= WRITTEN INSTRUCTION A =
Please list every person named in the passage on the Martyrdom of St Stephen.
= WRITTEN INSTRUCTION B =
From the recorded data, copy out the lines starting with the one containing "of the distant" and running through the final line of the records, keeping each line unchanged.

= DOCUMENT PASSAGE =
"""
After this introduction the first chapter of the lecture was the Martyrdom of St Stephen.  This is based on the biblical story of the first Martyr. It opens with St Stephen before the Jewish court. Why, one wonders, does this first chapter open with five very repetitive slides where not much is happening, where the narrative isn’t moving? This is because in Chapter 7 of the Acts of the Apostles St Stephen spends 53 Biblical verses defending himself against the Jewish court by recounting the story of Moses’ persecution. So it appears as though these slides would be dissolved, one in to another, perhaps quite slowly, as Booth recounted those 53 biblical verses.
"""
= Recorded data =
"""
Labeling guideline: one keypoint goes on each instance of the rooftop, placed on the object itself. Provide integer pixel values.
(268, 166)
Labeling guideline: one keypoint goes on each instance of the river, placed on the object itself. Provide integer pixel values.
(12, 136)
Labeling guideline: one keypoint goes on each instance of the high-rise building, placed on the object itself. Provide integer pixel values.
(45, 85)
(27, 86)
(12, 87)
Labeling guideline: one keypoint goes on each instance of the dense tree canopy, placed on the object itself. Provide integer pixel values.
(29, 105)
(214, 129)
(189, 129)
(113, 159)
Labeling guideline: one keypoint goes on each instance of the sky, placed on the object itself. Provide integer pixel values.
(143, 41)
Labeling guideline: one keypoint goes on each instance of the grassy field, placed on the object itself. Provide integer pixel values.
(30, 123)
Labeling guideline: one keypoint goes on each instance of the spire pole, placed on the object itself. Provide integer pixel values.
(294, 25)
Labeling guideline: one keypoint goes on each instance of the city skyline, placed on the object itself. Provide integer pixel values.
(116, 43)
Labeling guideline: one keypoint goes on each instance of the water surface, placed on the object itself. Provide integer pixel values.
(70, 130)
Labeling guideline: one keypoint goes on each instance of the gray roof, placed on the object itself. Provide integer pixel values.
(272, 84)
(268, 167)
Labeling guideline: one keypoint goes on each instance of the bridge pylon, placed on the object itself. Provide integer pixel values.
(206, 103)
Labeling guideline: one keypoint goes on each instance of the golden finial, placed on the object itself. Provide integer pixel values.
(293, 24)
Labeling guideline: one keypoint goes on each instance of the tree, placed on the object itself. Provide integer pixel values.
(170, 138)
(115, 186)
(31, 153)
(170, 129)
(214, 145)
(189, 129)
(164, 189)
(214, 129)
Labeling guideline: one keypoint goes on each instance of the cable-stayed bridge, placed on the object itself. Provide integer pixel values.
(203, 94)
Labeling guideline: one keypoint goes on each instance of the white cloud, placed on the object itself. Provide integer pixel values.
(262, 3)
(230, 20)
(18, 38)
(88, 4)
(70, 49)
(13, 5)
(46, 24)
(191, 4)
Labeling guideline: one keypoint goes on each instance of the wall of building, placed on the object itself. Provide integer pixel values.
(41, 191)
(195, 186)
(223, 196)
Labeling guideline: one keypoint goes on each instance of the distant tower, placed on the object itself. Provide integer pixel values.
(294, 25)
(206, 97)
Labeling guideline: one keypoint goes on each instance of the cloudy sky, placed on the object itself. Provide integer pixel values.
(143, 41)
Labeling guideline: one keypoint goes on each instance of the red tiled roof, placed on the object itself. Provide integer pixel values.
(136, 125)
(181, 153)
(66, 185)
"""
= WRITTEN ANSWER A =
St Stephen, Moses, Booth

= WRITTEN ANSWER B =
Labeling guideline: one keypoint goes on each instance of the distant tower, placed on the object itself. Provide integer pixel values.
(294, 25)
(206, 97)
Labeling guideline: one keypoint goes on each instance of the cloudy sky, placed on the object itself. Provide integer pixel values.
(143, 41)
Labeling guideline: one keypoint goes on each instance of the red tiled roof, placed on the object itself. Provide integer pixel values.
(136, 125)
(181, 153)
(66, 185)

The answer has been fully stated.